In the lines from the line with "of wooden door." to the line with "117,220,125,281", change "Example output" to "Sample output" and give those lines again with nothing else altered.

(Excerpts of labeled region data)
■ ■ ■ ■

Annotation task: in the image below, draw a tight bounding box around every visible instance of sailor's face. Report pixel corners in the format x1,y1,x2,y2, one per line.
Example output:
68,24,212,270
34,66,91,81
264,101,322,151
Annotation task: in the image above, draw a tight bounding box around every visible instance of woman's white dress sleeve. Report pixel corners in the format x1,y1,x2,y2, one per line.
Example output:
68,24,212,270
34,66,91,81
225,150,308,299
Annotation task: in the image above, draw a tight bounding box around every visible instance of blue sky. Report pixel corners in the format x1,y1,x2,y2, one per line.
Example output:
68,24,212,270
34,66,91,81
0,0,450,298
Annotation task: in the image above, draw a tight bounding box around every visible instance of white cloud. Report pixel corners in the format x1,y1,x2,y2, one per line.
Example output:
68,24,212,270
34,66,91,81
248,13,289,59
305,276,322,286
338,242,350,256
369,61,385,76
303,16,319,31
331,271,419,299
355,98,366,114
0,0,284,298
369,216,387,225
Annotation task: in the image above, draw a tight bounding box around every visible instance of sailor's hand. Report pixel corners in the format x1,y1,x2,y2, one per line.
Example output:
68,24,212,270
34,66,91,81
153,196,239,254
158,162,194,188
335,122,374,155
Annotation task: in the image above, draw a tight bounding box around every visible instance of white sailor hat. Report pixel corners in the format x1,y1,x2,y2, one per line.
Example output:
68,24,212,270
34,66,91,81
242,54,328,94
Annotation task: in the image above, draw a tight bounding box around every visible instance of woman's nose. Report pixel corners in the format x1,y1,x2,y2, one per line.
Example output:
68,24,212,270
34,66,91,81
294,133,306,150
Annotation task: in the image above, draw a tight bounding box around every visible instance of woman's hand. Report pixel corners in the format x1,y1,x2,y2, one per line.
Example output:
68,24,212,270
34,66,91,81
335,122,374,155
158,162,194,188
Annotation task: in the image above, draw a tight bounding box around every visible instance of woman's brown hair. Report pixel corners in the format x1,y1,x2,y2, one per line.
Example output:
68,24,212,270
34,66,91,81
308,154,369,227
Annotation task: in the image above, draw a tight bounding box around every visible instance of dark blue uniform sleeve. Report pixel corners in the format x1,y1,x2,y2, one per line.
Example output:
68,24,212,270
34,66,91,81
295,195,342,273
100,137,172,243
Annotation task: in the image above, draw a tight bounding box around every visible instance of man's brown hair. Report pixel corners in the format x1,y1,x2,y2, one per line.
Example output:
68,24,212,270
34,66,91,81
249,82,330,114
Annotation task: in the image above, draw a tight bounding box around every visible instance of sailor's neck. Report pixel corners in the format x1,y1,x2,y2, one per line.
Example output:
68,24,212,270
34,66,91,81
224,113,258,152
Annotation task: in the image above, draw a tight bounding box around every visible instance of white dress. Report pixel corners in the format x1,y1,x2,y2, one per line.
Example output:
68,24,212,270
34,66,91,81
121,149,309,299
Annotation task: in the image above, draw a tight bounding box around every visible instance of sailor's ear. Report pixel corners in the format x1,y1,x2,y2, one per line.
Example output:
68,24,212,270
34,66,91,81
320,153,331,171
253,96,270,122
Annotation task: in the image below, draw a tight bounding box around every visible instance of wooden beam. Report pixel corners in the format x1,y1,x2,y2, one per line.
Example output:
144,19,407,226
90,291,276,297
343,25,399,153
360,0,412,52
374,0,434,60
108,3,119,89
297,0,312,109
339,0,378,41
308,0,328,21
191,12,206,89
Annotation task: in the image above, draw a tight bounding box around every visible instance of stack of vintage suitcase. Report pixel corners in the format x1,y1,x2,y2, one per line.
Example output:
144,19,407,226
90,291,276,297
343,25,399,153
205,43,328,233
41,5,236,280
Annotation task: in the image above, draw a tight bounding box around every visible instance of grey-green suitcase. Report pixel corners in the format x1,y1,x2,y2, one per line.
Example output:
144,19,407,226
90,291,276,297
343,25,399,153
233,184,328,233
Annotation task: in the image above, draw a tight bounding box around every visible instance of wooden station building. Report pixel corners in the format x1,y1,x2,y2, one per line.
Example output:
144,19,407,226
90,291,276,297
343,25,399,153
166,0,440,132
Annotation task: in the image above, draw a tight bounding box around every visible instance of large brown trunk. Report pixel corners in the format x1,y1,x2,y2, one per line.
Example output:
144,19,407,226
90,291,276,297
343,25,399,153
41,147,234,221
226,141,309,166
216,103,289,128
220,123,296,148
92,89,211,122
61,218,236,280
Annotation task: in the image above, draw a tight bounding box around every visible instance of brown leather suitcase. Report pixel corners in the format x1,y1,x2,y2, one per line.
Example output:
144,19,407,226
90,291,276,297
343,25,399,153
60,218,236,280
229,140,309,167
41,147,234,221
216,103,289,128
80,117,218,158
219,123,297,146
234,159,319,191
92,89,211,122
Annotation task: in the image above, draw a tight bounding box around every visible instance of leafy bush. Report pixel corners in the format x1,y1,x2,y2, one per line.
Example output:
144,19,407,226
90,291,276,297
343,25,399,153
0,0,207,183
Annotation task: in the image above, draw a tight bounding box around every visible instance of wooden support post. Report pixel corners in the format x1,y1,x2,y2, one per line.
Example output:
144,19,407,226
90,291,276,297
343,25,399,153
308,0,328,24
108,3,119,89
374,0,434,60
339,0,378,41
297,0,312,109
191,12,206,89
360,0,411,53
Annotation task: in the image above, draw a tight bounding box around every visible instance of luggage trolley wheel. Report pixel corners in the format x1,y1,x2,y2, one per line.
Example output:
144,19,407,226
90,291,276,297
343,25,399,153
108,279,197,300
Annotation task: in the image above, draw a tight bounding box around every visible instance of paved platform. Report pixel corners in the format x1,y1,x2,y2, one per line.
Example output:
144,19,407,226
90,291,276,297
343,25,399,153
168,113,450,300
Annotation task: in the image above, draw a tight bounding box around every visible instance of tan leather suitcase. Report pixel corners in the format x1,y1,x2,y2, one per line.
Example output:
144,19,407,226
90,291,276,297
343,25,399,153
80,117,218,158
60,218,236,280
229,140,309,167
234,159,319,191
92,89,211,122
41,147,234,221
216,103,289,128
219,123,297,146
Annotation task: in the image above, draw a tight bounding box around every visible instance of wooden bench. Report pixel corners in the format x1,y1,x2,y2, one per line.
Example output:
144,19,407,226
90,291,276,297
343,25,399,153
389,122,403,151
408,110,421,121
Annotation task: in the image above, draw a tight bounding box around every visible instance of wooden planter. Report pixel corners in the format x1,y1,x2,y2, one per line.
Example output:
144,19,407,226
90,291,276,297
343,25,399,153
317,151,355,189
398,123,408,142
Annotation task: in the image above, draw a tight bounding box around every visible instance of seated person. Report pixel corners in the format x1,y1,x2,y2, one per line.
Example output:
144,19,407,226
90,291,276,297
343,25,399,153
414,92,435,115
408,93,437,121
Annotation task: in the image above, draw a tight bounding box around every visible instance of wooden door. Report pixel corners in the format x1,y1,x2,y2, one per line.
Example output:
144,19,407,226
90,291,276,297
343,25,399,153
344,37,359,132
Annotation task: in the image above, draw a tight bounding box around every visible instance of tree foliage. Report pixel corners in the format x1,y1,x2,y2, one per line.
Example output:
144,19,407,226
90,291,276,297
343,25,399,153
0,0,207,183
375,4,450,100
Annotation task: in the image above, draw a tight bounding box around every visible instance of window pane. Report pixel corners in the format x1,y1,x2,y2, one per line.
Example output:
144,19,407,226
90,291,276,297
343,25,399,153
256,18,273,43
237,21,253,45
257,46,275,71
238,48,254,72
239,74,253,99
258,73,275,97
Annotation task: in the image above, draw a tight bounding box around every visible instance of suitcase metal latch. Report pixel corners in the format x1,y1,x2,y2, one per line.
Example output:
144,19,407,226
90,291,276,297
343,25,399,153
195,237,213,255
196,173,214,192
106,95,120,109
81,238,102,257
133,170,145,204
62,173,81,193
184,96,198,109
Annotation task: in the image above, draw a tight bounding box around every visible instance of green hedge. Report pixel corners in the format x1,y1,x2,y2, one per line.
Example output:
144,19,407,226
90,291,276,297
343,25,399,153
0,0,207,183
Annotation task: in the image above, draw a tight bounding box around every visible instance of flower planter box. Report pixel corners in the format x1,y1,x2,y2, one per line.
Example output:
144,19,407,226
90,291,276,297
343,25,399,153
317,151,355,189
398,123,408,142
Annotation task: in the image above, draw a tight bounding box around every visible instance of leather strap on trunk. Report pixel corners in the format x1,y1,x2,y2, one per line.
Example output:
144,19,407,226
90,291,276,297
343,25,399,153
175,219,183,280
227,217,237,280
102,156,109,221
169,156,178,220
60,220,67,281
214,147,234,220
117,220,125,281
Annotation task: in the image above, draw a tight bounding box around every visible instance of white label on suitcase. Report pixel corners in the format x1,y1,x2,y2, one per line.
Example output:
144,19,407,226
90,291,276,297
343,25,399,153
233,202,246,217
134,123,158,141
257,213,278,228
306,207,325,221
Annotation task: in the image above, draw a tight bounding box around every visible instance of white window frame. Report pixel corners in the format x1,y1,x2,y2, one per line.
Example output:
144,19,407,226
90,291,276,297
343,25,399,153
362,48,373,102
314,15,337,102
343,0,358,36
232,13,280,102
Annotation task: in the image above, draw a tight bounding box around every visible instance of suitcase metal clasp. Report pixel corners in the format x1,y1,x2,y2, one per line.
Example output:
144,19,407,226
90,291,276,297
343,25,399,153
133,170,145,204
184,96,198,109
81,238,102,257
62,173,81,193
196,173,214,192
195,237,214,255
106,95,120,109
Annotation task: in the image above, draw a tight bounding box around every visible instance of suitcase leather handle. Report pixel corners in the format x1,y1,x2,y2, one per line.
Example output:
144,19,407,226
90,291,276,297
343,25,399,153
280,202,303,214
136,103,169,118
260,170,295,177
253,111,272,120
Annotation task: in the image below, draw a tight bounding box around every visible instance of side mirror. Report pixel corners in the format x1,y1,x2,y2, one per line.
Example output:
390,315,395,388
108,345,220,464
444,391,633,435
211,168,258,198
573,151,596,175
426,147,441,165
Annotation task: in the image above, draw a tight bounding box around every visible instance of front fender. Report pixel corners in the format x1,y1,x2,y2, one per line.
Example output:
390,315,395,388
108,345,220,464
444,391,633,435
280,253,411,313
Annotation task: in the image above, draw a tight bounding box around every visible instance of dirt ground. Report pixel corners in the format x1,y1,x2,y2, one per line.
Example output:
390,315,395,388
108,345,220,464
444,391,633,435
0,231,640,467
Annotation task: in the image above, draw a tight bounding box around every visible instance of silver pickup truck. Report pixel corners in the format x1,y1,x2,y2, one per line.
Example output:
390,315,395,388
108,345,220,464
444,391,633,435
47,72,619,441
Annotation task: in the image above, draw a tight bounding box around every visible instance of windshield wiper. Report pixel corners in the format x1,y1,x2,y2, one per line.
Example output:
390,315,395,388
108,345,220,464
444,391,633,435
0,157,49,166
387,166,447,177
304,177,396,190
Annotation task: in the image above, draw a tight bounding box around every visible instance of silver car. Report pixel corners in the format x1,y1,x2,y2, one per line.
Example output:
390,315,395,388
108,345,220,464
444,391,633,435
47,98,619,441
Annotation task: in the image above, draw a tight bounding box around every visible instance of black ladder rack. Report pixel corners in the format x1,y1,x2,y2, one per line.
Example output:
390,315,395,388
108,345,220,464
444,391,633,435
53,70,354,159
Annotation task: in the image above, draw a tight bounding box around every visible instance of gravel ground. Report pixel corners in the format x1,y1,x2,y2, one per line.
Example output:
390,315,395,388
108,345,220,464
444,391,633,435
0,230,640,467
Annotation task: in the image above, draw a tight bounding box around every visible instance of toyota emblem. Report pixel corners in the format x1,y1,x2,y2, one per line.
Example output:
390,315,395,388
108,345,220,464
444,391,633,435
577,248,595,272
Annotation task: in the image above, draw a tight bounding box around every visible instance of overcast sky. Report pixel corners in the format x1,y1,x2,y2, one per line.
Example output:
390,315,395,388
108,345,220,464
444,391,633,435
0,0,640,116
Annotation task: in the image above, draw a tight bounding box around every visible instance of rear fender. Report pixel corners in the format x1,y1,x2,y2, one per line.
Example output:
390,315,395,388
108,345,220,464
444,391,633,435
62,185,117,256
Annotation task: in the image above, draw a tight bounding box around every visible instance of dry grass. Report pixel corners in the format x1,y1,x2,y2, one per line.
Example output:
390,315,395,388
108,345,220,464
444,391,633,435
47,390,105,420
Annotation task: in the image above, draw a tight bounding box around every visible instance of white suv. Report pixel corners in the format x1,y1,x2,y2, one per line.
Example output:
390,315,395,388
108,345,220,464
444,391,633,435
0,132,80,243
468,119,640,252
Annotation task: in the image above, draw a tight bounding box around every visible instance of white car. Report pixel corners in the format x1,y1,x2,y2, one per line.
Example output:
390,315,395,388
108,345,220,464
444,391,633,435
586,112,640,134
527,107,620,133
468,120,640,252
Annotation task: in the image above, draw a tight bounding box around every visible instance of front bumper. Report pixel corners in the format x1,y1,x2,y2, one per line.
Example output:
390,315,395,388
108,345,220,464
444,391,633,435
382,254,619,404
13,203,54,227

■ ■ ■ ■

* _Correct response_:
Annotation task: in the image above, draw a tight bounding box around every visible instance of wooden door. Report pixel corners in the format x1,y1,x2,y2, one per line.
Sample output:
144,19,407,226
90,291,276,297
343,25,399,153
344,37,359,132
Annotation task: in the image above, draw a tight bounding box around every visible instance of tree foliage. Report pixel corners in the format x1,y1,x2,y2, one per line.
Sample output:
144,19,407,226
90,291,276,297
343,25,399,153
0,0,207,183
375,4,450,100
Annotation task: in the image above, draw a tight bounding box around every visible instance of window pane. Report pixel corners in the format x1,y1,x2,y2, one per line.
Sample output:
144,19,407,226
90,291,276,297
343,25,399,153
256,18,273,43
237,21,253,45
257,46,275,71
238,48,254,72
239,74,253,99
258,73,275,97
Annotation task: in the image above, draw a tight bounding box around every visible instance of suitcase metal latch. Report pixel corners in the format x1,y1,x2,y2, one per line.
Sample output:
144,19,407,226
90,291,276,297
343,25,399,153
195,237,213,255
196,173,214,192
106,95,120,109
81,238,102,257
133,170,145,204
62,173,81,193
184,96,198,109
Annotation task: in the image above, draw a tight bounding box around every visible instance of green hedge. Report pixel corners in the format x1,y1,x2,y2, one per line.
Sample output:
144,19,407,226
90,291,276,297
343,25,399,153
0,0,207,183
Annotation task: in the image above, draw a tight bounding box around every visible instance of flower planter box. Report pixel corners in the format x1,y1,x2,y2, one per line.
Sample output:
144,19,407,226
90,291,276,297
343,25,399,153
317,151,355,189
398,123,408,142
Annotation task: in the image above, draw a tight bounding box around every visible instance of leather strap on trunk. Report pixel corners in the format x1,y1,x2,y2, one per line.
Sample output:
144,19,407,226
90,291,276,297
343,25,399,153
175,219,183,280
227,217,237,280
102,156,109,221
169,156,178,220
60,220,67,281
214,147,234,220
117,220,125,281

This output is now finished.